[Image point grounding data]

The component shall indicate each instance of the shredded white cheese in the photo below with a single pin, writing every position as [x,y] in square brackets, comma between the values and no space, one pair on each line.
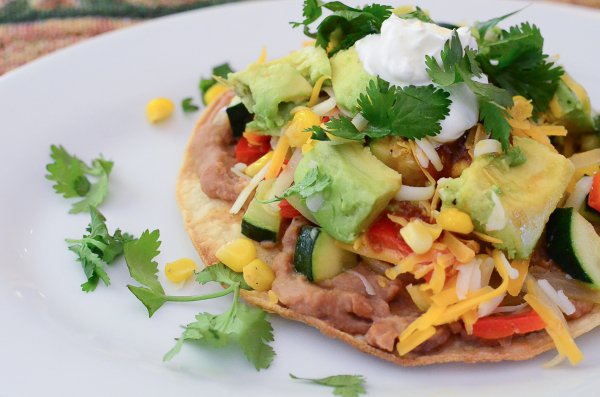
[247,191]
[415,193]
[368,287]
[558,297]
[497,219]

> **REQUIRED WORK**
Although the records contain pictures, the copy should hold only their text, reproduced exactly.

> **SOLUTION FOR THIS EXERCISE**
The component shall indicate each instance of the shredded white cheese in the photo below with a single pin, writing every position as [x,y] in square brackets, comma between the values and no space, one pair on each line.
[247,191]
[415,193]
[368,287]
[558,297]
[497,219]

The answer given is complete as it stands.